§ Brief: Write out all the lines again, precisely as they stand, but without the images.

§ Task material:

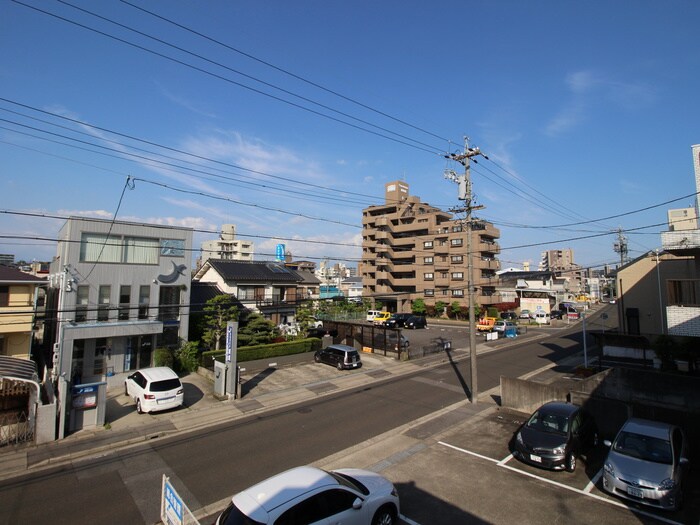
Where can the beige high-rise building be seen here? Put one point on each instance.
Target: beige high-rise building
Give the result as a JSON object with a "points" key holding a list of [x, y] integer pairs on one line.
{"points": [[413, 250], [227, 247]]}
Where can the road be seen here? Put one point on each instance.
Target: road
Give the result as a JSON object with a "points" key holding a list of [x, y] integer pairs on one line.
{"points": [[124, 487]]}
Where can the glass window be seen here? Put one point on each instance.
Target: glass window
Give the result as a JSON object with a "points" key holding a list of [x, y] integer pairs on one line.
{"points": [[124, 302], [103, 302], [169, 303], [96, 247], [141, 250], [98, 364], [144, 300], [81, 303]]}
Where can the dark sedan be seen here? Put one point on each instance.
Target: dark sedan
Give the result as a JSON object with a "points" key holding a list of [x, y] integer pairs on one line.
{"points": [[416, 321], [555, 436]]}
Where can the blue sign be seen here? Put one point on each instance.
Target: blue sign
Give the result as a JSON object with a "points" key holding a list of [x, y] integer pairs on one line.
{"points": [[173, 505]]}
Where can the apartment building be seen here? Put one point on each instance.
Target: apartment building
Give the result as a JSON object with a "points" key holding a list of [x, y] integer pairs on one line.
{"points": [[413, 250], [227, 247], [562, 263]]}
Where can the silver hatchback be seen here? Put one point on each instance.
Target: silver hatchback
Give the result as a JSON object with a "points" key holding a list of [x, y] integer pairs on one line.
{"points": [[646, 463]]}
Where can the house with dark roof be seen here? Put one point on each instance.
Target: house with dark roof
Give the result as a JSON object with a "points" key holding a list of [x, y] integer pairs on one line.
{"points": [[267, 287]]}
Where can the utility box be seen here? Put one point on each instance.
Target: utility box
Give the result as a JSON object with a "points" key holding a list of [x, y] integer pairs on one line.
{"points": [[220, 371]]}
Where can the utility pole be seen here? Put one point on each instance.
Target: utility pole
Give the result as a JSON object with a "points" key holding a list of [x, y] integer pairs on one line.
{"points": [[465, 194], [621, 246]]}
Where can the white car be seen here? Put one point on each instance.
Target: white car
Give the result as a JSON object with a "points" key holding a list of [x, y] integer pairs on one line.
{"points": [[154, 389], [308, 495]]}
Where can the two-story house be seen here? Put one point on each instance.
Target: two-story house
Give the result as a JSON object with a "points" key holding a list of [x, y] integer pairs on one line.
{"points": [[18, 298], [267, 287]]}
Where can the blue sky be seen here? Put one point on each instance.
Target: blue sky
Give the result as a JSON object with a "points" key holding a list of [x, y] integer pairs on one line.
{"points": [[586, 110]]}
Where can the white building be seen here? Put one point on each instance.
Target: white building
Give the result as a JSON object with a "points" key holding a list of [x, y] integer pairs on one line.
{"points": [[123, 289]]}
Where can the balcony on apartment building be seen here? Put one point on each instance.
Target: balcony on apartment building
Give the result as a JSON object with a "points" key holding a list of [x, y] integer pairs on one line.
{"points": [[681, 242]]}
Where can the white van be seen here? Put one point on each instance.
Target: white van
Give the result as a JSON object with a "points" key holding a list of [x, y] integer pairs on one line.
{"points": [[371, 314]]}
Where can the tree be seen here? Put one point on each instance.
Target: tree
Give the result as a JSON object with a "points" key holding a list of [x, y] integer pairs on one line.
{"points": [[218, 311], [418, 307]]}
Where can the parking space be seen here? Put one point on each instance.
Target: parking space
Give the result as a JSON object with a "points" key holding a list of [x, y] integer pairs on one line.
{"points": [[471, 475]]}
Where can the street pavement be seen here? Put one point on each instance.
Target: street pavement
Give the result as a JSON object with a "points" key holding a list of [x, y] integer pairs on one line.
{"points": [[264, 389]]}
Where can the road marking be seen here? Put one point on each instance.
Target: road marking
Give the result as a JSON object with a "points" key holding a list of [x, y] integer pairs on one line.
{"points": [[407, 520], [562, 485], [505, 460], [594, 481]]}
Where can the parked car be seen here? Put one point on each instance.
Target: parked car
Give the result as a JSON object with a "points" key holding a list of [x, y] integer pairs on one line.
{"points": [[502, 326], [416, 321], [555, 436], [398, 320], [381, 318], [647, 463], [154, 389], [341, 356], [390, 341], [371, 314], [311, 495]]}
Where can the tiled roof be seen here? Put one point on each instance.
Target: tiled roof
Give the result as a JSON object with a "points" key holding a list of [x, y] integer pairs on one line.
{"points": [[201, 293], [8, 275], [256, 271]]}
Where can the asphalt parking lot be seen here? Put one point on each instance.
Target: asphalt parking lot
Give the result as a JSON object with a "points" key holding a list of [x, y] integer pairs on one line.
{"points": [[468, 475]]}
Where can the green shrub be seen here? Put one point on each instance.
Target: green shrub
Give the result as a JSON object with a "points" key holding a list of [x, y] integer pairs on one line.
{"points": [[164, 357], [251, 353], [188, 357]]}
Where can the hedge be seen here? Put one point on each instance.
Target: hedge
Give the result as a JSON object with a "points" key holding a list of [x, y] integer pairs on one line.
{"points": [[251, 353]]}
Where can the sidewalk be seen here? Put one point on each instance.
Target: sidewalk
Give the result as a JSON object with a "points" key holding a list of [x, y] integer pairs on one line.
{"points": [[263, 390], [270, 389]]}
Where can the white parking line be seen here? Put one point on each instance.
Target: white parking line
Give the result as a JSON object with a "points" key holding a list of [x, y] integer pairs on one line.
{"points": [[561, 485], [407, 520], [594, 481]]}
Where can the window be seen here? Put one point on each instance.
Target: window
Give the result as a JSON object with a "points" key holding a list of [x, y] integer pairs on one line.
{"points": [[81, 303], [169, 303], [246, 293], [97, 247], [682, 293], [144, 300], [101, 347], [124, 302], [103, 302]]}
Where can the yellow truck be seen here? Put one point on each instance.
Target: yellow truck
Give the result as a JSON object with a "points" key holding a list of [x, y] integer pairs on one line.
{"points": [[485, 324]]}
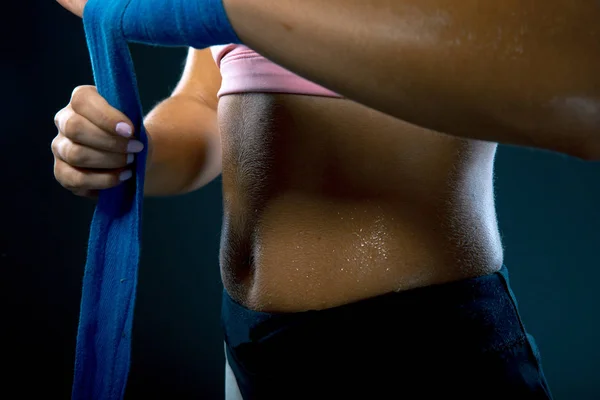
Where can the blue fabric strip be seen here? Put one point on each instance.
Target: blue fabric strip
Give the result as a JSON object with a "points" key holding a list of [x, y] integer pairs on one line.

§ Response to this task:
Where can the beige high-rise building be seen here? Put one point on each instance.
Target: beige high-rise building
Give the result as a JSON object with a "points" key holding a list of [x, y] integer pairs on one line.
{"points": [[413, 250], [227, 247]]}
Where can the road be seen here? Put one point on each instance.
Target: road
Give the result as a JSON object with a "points" key holding a list of [x, y] integer pairs on one line.
{"points": [[124, 487]]}
Where can the glass window be seen here? Put one point on each instance.
Target: glass window
Give the result as a JSON object with a "points" key holding a list of [x, y] integer pairs on one line.
{"points": [[124, 302], [103, 302], [169, 303], [96, 247], [141, 250], [98, 364], [144, 300], [81, 303]]}
Where can the dark sedan be seen here? Put one point on each instance.
Target: dark sedan
Give the result as a JSON object with a "points" key holding a list of [x, y] integer pairs on one line.
{"points": [[416, 321], [555, 436]]}
Where can the blue sign be seen here? Put one point on each instance.
Target: blue sign
Give the result as a JSON object with a "points" key holding a list of [x, y] integer pairs on one line.
{"points": [[173, 505]]}
Where can the apartment building be seen here? Put one point on each instance.
Target: apartment building
Give the result as a JSON object with a "points" key holding a list of [x, y] integer pairs on one line.
{"points": [[413, 250], [227, 247], [562, 263]]}
Where can the silver hatchback be seen here? Put one point on each instance.
Target: silver hatchback
Give the result as a JSON object with a "points" key holding a list of [x, y] integer pairs on one line.
{"points": [[646, 463]]}
Where can the house with dark roof be seen here? Put one point on each instance.
Target: house with dark roof
Give the result as a JSON object with a "points" key holding a list of [x, y] integer pairs on one line.
{"points": [[267, 287]]}
Where can the utility box be seen here? Put one point on each instance.
Target: utility box
Give the result as a JSON object with a "points" key holding a list of [x, y] integer pairs on one line.
{"points": [[220, 371]]}
Where can the utility pole be seen here? Put one point on each instance.
Target: utility pole
Give the result as a JSON object with a "points" key holding a list of [x, y] integer pairs on one line.
{"points": [[465, 194], [621, 246]]}
Where can the white car be seen here? Put one point on each instance.
Target: white car
Give the result as a JSON object with a "points" key holding a list of [x, y] integer pairs on one line.
{"points": [[154, 389], [308, 495]]}
Where can the two-story house be seen here? Put one point on each instance.
Target: two-story house
Give the result as a JSON object with a "points" key holding a list of [x, y] integer pairs on one line.
{"points": [[18, 298], [267, 287]]}
Where can the blue sky be seen here? Put one point on each instance.
Target: blue sky
Give the result as a JSON object with a "points" key holding a list of [x, y] integer pairs on one line.
{"points": [[586, 110]]}
Where can the white building be seen here? Put one point on each instance.
Target: white building
Give the result as a JSON object with a "points" key holding a list of [x, y] integer pairs on one line.
{"points": [[123, 289]]}
Where can the balcony on apartment building be seen here? Put one point on each instance.
Target: balcony on apartment building
Give the result as a JSON object with a "points" key holding a list of [x, y] integer pairs on one line.
{"points": [[681, 242]]}
Where can the white van be seen here? Put one point on each instance.
Target: white van
Give the result as a JSON object with a "points" key holding a list of [x, y] integer pairs on one line.
{"points": [[371, 314]]}
Where can the tree be seen here? Put one point on each instance.
Target: tree
Give the result as a JSON object with a "points" key holding a list of [x, y] integer pairs on one line.
{"points": [[218, 311], [418, 307]]}
Where can the parking space be seen here? Put one point on each instance.
Target: parking space
Give the result as a JSON object with a "points" key holding a list of [x, y] integer pairs on one line.
{"points": [[471, 475]]}
Where can the street pavement be seen here? Put one point on each instance.
Target: street pavement
Give the result as a JSON object with a "points" key holding a list of [x, y] integer pairs on one line.
{"points": [[264, 389]]}
Where can the road marking be seen here? Put one point on each instance.
Target: road marking
Give the result as a JSON object with a "points" key holding a list of [x, y] integer pairs on one line.
{"points": [[407, 520], [562, 485], [505, 460], [594, 481]]}
Where can the parked car be seen here? Put one point on each instance.
Target: parked car
Give the result as a JSON object with a "points" key holding a list of [x, y] integer pairs on one line.
{"points": [[502, 326], [416, 321], [555, 436], [398, 320], [381, 318], [647, 463], [154, 389], [341, 356], [390, 341], [371, 314], [311, 495]]}
Where can the tiled roof be seen here? Put one point on each instance.
Target: tiled roof
Give the result as a JSON object with a "points" key holding a list of [x, y] integer pairs on one line.
{"points": [[201, 293], [8, 275], [256, 271]]}
Where can the asphalt parking lot be seen here? Put one point on each instance.
Target: asphalt parking lot
Give the result as a JSON object with a "points" key holding a list of [x, y] integer pairs on one line.
{"points": [[468, 475]]}
Where can the green shrub be seen here? Put one point on each instance.
Target: green shrub
Give the result as a JSON object with a "points" key holding a list of [x, y] integer pairs on one line.
{"points": [[164, 357], [251, 353], [188, 357]]}
Where can the hedge be seen here? Put one point on each instance.
Target: hedge
Give the result as a JSON object with a "points" key holding a list of [x, y] integer pairs on one line.
{"points": [[251, 353]]}
Where can the sidewalk be seen here? Put one point on each instance.
Target: sidewalk
Give the result as a JSON object with a "points" key holding a list of [x, y] integer pairs on one line.
{"points": [[263, 390], [270, 389]]}
Where can the white parking line be seen here? Put one point on each instance.
Target: white parking line
Give the result as a JSON object with a "points" key holding a list of [x, y] integer pairs on one line.
{"points": [[561, 485], [407, 520], [594, 481]]}
Where can the window be seen here? Put one point on each instance.
Target: window
Give the result as a JSON object with a "points" key holding a list of [x, y] integer pairs on one line.
{"points": [[81, 303], [169, 303], [246, 293], [97, 247], [682, 293], [144, 300], [101, 347], [124, 302], [103, 302]]}
Where can the yellow truck be seen here? Put one point on each instance.
Target: yellow truck
Give the result as a JSON object with a "points" key holding a list of [x, y] integer pairs on one line.
{"points": [[485, 324]]}
Where can the blue fabric strip be seen here? Put one point on each instance.
Target: blue fabric strip
Give the result as a JSON object with a "points" key holding a list of [x, y] integer pairs on one line.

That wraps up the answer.